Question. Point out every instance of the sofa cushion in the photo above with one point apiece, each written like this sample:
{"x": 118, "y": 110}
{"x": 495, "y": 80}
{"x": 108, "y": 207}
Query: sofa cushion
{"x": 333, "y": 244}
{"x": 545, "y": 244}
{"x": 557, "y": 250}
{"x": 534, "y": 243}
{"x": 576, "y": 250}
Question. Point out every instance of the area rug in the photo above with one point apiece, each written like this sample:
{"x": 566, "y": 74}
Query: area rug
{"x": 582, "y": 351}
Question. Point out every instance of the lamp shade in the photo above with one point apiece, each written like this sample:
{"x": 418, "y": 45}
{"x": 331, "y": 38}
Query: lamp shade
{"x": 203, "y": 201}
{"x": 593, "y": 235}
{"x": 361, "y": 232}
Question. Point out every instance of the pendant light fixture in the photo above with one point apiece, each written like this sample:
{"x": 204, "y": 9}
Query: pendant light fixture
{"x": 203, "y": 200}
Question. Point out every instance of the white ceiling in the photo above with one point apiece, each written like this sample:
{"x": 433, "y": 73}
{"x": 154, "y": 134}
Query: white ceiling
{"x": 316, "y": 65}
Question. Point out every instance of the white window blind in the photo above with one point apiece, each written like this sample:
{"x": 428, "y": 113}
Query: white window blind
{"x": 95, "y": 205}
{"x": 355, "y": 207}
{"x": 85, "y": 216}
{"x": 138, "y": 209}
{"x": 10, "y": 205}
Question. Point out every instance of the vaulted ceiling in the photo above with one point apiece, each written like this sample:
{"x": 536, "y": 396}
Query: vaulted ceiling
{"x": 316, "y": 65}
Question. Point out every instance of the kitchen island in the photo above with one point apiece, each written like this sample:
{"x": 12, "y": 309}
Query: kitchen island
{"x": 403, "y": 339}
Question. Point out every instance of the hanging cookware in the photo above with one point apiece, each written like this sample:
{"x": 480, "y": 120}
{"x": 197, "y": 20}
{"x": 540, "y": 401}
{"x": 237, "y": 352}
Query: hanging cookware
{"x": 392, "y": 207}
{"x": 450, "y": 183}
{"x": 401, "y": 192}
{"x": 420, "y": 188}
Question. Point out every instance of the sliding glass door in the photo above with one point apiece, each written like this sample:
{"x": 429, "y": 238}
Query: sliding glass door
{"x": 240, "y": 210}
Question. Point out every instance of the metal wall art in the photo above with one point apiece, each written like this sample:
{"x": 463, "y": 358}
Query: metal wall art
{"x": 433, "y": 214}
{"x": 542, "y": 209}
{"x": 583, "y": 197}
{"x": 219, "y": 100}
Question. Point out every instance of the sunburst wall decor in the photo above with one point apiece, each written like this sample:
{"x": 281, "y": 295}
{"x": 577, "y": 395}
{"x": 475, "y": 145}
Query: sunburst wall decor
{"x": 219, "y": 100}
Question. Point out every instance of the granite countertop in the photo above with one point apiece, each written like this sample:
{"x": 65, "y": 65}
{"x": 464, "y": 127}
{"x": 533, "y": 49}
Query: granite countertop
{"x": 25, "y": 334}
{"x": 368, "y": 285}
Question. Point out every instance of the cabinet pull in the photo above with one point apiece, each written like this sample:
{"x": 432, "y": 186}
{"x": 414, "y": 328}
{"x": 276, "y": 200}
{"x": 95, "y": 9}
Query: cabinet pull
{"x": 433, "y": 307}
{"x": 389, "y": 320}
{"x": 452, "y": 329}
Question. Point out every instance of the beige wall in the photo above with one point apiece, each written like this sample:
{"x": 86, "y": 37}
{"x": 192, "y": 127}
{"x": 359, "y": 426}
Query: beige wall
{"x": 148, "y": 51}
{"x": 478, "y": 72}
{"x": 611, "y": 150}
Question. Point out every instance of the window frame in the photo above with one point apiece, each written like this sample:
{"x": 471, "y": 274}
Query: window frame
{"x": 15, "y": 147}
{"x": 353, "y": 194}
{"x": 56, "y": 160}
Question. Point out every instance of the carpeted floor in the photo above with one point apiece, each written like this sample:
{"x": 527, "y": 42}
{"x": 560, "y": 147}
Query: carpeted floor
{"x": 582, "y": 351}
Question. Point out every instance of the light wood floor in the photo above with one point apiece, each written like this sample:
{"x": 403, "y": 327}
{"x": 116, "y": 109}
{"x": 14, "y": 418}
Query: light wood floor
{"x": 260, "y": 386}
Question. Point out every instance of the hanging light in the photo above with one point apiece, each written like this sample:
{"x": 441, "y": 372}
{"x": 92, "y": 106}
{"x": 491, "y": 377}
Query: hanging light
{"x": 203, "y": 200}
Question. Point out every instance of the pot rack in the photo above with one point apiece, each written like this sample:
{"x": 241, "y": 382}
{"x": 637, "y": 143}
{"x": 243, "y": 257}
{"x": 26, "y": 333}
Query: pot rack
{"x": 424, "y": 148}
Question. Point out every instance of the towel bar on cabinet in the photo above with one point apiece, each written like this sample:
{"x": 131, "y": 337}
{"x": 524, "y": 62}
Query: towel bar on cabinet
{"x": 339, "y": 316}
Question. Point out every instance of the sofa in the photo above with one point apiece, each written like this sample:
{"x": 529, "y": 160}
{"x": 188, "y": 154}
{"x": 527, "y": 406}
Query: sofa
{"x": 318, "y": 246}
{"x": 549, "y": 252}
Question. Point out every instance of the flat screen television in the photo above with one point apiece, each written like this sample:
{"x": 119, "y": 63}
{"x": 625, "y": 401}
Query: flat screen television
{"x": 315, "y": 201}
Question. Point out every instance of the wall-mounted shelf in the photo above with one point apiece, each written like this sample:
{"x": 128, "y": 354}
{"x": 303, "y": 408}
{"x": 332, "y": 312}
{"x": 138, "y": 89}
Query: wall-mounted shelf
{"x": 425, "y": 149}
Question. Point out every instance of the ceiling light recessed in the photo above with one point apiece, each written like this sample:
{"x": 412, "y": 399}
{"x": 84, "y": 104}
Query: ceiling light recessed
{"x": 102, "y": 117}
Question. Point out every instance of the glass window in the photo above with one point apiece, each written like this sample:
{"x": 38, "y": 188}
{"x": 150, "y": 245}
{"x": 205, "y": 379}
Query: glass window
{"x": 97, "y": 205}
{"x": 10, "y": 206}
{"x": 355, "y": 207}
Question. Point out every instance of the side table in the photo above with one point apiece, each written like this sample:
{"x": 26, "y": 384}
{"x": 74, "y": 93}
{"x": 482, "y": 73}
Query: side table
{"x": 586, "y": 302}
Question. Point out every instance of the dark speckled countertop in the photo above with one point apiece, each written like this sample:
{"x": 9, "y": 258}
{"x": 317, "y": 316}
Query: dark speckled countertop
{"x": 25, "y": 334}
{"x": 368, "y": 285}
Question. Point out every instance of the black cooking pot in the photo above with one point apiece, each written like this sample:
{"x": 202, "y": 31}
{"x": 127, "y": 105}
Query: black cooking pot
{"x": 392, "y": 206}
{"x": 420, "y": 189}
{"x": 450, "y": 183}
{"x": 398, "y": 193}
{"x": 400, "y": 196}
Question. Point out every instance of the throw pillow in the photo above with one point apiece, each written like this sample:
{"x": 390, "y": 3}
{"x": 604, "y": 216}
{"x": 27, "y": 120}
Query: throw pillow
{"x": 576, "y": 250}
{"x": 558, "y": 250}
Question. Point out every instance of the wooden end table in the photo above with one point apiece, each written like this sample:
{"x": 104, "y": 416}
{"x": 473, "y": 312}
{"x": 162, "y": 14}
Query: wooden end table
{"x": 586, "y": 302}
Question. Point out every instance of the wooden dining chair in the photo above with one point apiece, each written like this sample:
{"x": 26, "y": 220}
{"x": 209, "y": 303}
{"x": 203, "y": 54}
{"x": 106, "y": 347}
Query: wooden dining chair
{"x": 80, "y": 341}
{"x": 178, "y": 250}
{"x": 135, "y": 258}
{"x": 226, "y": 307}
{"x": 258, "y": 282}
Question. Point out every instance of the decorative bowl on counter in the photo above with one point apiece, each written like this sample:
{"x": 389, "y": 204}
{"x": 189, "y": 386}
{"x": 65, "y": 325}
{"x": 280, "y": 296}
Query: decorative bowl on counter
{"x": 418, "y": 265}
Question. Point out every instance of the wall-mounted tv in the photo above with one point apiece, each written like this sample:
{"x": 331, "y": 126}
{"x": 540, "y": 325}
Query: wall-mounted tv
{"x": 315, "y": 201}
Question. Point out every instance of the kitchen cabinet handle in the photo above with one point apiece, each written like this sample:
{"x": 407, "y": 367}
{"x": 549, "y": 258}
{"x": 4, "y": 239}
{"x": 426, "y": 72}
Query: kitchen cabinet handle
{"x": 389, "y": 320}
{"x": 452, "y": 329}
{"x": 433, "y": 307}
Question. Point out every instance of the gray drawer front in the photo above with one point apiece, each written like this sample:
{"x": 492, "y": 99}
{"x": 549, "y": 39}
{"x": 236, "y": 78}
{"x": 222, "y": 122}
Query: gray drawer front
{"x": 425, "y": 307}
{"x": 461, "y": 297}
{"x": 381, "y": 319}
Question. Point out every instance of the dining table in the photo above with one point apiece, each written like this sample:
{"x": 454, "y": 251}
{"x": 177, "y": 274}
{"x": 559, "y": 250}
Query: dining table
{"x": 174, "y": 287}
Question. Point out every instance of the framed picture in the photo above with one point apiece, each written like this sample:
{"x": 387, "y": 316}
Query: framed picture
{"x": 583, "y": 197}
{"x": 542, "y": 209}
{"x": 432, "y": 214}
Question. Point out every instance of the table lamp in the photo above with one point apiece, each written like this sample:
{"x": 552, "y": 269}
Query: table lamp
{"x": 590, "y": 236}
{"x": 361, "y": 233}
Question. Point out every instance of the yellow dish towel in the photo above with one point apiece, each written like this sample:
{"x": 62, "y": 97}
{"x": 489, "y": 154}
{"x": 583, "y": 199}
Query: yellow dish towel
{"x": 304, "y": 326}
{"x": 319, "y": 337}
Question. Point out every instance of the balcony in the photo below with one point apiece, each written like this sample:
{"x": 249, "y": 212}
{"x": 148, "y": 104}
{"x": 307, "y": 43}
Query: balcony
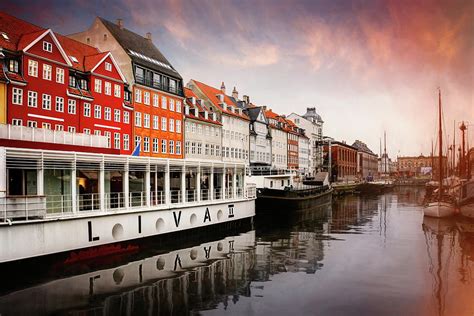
{"x": 43, "y": 135}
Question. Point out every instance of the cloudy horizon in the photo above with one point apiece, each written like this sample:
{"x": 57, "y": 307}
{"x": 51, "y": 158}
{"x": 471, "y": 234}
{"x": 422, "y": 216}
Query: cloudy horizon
{"x": 367, "y": 66}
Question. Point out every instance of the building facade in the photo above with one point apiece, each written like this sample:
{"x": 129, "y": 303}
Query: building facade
{"x": 367, "y": 162}
{"x": 260, "y": 139}
{"x": 279, "y": 140}
{"x": 235, "y": 123}
{"x": 155, "y": 85}
{"x": 343, "y": 161}
{"x": 312, "y": 123}
{"x": 56, "y": 83}
{"x": 203, "y": 132}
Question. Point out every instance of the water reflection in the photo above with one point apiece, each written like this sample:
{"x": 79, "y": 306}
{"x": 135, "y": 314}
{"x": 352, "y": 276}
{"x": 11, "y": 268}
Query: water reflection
{"x": 357, "y": 255}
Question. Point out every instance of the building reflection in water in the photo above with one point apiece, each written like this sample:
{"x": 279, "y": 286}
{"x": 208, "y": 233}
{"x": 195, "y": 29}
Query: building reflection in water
{"x": 216, "y": 274}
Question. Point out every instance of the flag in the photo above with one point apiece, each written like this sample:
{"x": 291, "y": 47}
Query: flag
{"x": 136, "y": 151}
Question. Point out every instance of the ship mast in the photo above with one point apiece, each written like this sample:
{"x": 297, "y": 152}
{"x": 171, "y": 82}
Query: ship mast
{"x": 440, "y": 150}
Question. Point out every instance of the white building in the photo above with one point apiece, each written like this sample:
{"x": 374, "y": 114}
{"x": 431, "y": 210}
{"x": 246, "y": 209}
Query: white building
{"x": 203, "y": 132}
{"x": 312, "y": 123}
{"x": 235, "y": 123}
{"x": 260, "y": 136}
{"x": 279, "y": 141}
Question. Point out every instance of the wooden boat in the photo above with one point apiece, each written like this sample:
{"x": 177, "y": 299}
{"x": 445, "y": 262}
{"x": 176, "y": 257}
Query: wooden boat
{"x": 466, "y": 199}
{"x": 440, "y": 204}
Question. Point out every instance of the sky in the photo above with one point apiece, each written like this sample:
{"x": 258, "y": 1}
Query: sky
{"x": 367, "y": 66}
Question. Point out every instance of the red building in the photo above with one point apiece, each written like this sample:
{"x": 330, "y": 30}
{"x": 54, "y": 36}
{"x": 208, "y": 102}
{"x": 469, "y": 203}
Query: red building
{"x": 343, "y": 161}
{"x": 56, "y": 83}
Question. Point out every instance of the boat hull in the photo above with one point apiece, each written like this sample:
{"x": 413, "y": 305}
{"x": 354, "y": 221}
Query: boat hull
{"x": 269, "y": 202}
{"x": 439, "y": 209}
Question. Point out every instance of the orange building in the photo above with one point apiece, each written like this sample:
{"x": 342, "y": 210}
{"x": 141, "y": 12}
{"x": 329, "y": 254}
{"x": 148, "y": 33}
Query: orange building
{"x": 156, "y": 87}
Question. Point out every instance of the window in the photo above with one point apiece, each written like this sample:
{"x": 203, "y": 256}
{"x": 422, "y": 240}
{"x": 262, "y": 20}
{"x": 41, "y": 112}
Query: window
{"x": 109, "y": 136}
{"x": 178, "y": 148}
{"x": 126, "y": 142}
{"x": 171, "y": 104}
{"x": 163, "y": 123}
{"x": 71, "y": 106}
{"x": 163, "y": 146}
{"x": 72, "y": 81}
{"x": 138, "y": 142}
{"x": 146, "y": 144}
{"x": 138, "y": 119}
{"x": 13, "y": 66}
{"x": 178, "y": 106}
{"x": 33, "y": 68}
{"x": 126, "y": 117}
{"x": 107, "y": 88}
{"x": 146, "y": 120}
{"x": 107, "y": 113}
{"x": 47, "y": 70}
{"x": 97, "y": 111}
{"x": 59, "y": 75}
{"x": 155, "y": 122}
{"x": 17, "y": 122}
{"x": 146, "y": 98}
{"x": 32, "y": 99}
{"x": 138, "y": 96}
{"x": 47, "y": 47}
{"x": 87, "y": 110}
{"x": 46, "y": 102}
{"x": 117, "y": 92}
{"x": 117, "y": 140}
{"x": 163, "y": 103}
{"x": 59, "y": 104}
{"x": 98, "y": 85}
{"x": 155, "y": 145}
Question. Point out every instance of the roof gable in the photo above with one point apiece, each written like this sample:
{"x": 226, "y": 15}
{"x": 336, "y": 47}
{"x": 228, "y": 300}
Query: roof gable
{"x": 34, "y": 45}
{"x": 140, "y": 49}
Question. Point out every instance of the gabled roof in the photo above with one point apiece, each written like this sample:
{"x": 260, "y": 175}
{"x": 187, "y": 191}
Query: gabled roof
{"x": 141, "y": 50}
{"x": 212, "y": 94}
{"x": 188, "y": 93}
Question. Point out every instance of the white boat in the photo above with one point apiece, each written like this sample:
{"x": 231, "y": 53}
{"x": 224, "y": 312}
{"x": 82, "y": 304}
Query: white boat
{"x": 440, "y": 204}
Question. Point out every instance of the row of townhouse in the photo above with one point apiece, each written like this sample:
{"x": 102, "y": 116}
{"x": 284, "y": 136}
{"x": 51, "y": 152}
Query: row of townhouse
{"x": 115, "y": 89}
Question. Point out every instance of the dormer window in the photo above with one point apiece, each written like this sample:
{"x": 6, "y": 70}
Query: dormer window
{"x": 72, "y": 81}
{"x": 13, "y": 66}
{"x": 47, "y": 47}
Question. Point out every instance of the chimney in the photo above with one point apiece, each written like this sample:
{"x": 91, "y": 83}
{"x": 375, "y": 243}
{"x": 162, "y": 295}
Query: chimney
{"x": 223, "y": 87}
{"x": 235, "y": 94}
{"x": 120, "y": 23}
{"x": 148, "y": 36}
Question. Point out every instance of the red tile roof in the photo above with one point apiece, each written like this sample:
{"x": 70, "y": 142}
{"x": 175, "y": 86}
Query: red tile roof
{"x": 212, "y": 93}
{"x": 21, "y": 33}
{"x": 188, "y": 93}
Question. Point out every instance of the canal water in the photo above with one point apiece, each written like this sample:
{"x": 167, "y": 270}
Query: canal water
{"x": 371, "y": 255}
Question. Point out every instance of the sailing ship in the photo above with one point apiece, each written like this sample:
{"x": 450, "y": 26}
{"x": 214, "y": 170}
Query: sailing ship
{"x": 440, "y": 204}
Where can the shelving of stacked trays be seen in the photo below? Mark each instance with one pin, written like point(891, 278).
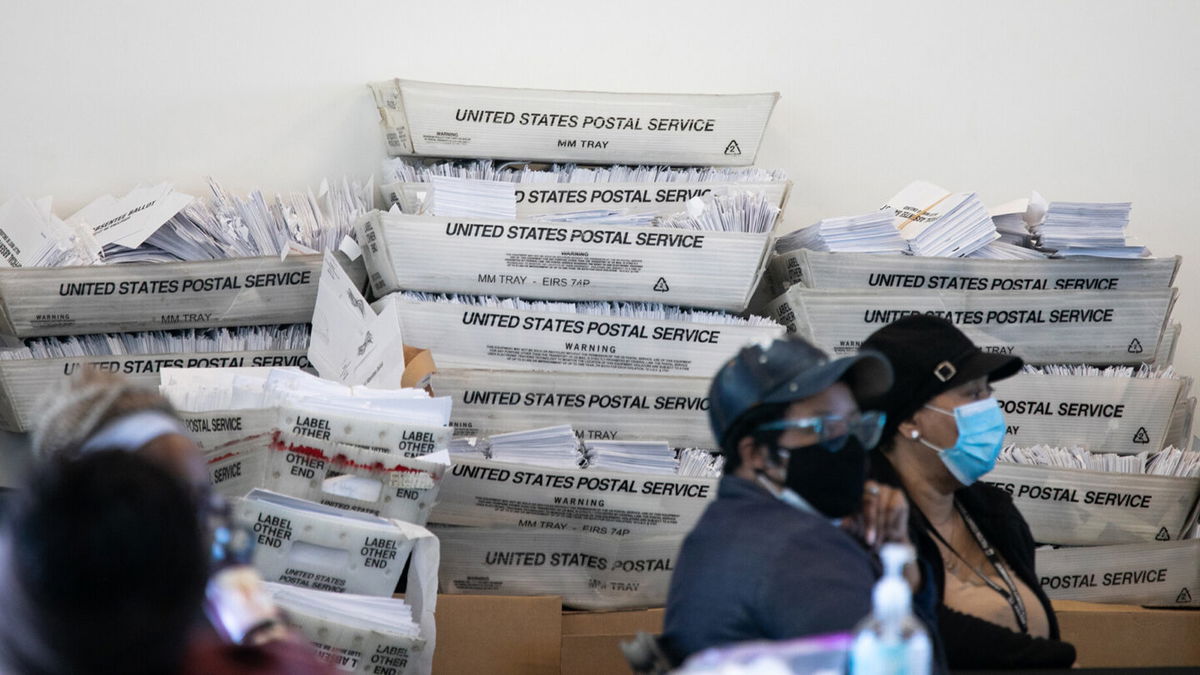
======
Report every line of the items above that contains the string "chair". Case counts.

Question. Point out every instance of the wooden dining chair in the photo above with one point apiece, each written like this sample:
Query: wooden dining chair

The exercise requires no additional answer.